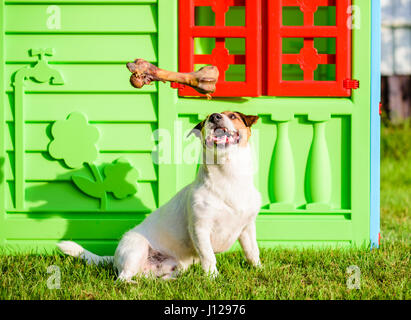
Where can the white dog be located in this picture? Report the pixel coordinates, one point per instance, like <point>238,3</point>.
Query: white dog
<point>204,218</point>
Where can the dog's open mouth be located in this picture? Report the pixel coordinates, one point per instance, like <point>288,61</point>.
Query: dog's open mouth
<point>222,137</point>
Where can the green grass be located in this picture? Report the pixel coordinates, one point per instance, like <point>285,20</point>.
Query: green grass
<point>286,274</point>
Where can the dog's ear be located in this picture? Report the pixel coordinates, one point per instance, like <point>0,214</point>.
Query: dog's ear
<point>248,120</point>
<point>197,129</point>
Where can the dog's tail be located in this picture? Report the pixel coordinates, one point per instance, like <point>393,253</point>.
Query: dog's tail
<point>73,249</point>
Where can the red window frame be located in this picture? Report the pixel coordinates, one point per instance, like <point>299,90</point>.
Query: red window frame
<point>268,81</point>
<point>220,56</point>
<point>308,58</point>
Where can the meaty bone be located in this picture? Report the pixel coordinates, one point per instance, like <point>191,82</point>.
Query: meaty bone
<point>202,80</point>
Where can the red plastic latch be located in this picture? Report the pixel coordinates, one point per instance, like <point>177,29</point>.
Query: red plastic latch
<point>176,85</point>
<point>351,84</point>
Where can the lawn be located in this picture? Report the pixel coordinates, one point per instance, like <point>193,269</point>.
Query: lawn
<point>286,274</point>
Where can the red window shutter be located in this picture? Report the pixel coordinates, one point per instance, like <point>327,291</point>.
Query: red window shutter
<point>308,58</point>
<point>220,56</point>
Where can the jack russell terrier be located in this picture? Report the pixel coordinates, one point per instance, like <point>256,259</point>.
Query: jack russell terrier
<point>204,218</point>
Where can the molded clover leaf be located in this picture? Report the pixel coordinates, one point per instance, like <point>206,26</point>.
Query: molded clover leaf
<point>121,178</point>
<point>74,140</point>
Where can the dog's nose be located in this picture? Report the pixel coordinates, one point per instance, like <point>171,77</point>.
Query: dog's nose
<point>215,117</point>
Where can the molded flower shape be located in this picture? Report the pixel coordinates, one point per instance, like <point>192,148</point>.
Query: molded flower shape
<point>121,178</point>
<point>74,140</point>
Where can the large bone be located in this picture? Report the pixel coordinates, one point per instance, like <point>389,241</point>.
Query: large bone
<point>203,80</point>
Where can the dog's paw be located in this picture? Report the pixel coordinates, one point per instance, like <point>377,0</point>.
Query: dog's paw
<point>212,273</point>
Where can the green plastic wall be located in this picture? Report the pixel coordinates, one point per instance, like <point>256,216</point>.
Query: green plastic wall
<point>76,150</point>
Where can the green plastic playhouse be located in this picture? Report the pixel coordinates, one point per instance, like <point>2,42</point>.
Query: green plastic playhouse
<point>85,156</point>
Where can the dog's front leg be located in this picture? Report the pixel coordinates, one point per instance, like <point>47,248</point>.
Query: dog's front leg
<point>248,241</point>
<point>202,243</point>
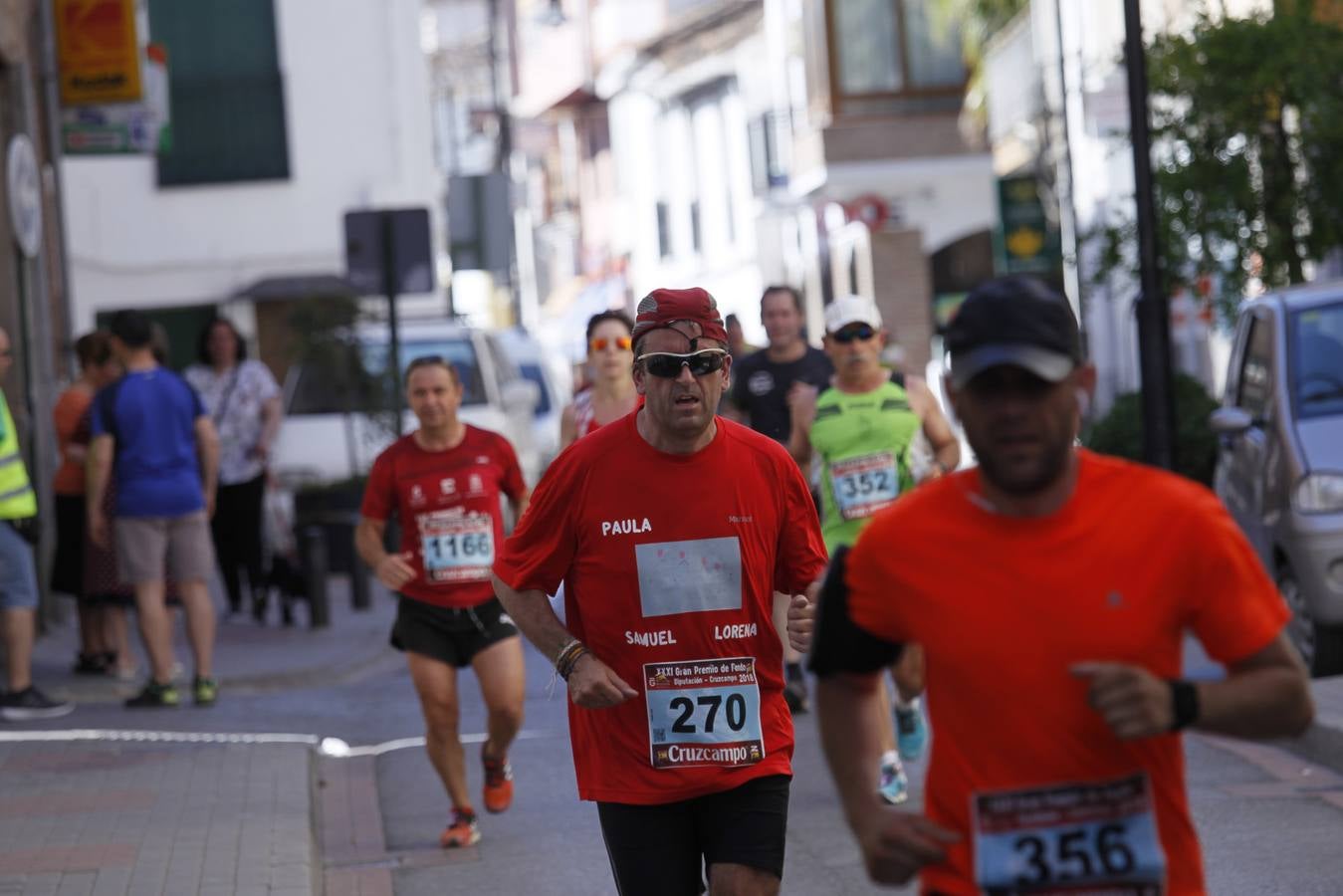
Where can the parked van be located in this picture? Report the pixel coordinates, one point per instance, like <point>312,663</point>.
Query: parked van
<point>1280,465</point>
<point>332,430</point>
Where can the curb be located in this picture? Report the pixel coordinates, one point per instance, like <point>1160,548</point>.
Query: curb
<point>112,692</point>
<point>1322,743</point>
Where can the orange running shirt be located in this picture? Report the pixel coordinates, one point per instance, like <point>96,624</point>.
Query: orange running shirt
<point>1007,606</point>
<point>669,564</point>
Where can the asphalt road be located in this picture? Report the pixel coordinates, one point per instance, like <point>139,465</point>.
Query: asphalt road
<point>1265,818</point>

☆ ☆ ☆

### WORK TO DO
Rewrite all of the records above, replacing "Report" with "Provide" and leaving everything else unchanged. Omit the pictures from your answer.

### TASK OUTPUT
Where can the white dog be located in this picture? Provide the pixel coordinates, one point per instance, like <point>238,3</point>.
Query: white dog
<point>204,218</point>
Where can the dog's open mouth be located in this picture? Provide the pixel coordinates, one point per instance, like <point>288,61</point>.
Query: dog's open mouth
<point>222,137</point>
Where can the green grass be located in this picture? Provide the pixel coordinates, one point per instance, like <point>285,20</point>.
Query: green grass
<point>286,274</point>
Where can the dog's ear be located in this picture? Provide the pixel coordinates, one point per instance, like <point>0,214</point>.
Query: dog's ear
<point>248,120</point>
<point>197,129</point>
Where can the dog's tail be located in this picture? Provide the pixel coordinates, one point per instance, like <point>393,253</point>.
Query: dog's tail
<point>73,249</point>
Where can the red window frame be located in this picture? Provide the pixel coordinates, one point per instance, like <point>299,90</point>.
Query: red window frame
<point>268,81</point>
<point>220,56</point>
<point>308,58</point>
Where can the meaty bone be located in this picture? Provide the pixel coordinates, one point per instance, like <point>191,82</point>.
Query: meaty bone
<point>202,80</point>
Where can the red plastic latch be located in this picture? Provide the pixel coordinates, one point per instance, like <point>177,29</point>.
Query: red plastic latch
<point>176,85</point>
<point>351,84</point>
Where can the lawn be located in this picture? Provide the pixel coordinates, one point per instance, like <point>193,269</point>.
Query: lawn
<point>286,274</point>
Where can the red window shutter be located in this picture? Provide the pixel coordinates, one point per instance, like <point>327,291</point>.
Query: red window shutter
<point>308,58</point>
<point>220,56</point>
Where can the jack russell terrier be located in this picture? Provide the pixel coordinates, one point per instance, like <point>256,259</point>.
Query: jack russell terrier
<point>204,218</point>
Where can the molded clover leaf be located in this picture? Provide the pixel coordinates, one point per instance, like <point>206,26</point>.
Query: molded clover leaf
<point>121,178</point>
<point>74,140</point>
Where can the dog's nose be located in this picture? Provide the pixel coordinates, one point per instance, like <point>171,77</point>.
Query: dog's nose
<point>215,117</point>
Where can the molded flower shape be located in this picture? Provide the pixel coordinates, one point per instance, like <point>192,148</point>.
Query: molded flower shape
<point>121,178</point>
<point>74,140</point>
Where can the large bone be located in this picture? Provide the pixel coordinates, one point per instance, like <point>389,241</point>.
Query: large bone
<point>203,80</point>
Where can the dog's paw be located in this picture? Provide the pixel coordinates, one point per instance, like <point>377,0</point>.
Query: dog's paw
<point>212,273</point>
Where can the green plastic wall be located in this picture? Provide the pixel coordinates, one point per instance, like <point>256,216</point>.
Query: green plastic wall
<point>76,150</point>
Where can the green plastic playhouse be located in this picture? Provide the pixel coordinates, one point per instance, like <point>2,42</point>.
Query: green plastic playhouse
<point>85,156</point>
Where can the dog's front leg be located in this picture? Provide the pixel coordinates, one point per instance, like <point>47,248</point>.
Query: dog's front leg
<point>248,241</point>
<point>202,243</point>
Where can the parked van be located in this picture? Provide the pixel coordinates, one point per instance, like <point>312,663</point>.
Query: parked van
<point>1280,465</point>
<point>332,430</point>
Where can the curb be located in this picture? Provide the pixel coordinates, one point per instance, like <point>1160,548</point>.
Query: curb
<point>112,692</point>
<point>1322,743</point>
Where can the orange running shirt be located in this picture? Provide the pixel coordinates, one point per instance, like <point>96,624</point>.
Query: orange running shirt
<point>1007,606</point>
<point>669,564</point>
Where can the asphalt road be located in this picture? Provide the pixel coordinates, one point per instance, like <point>139,465</point>.
Query: asphalt road
<point>1265,818</point>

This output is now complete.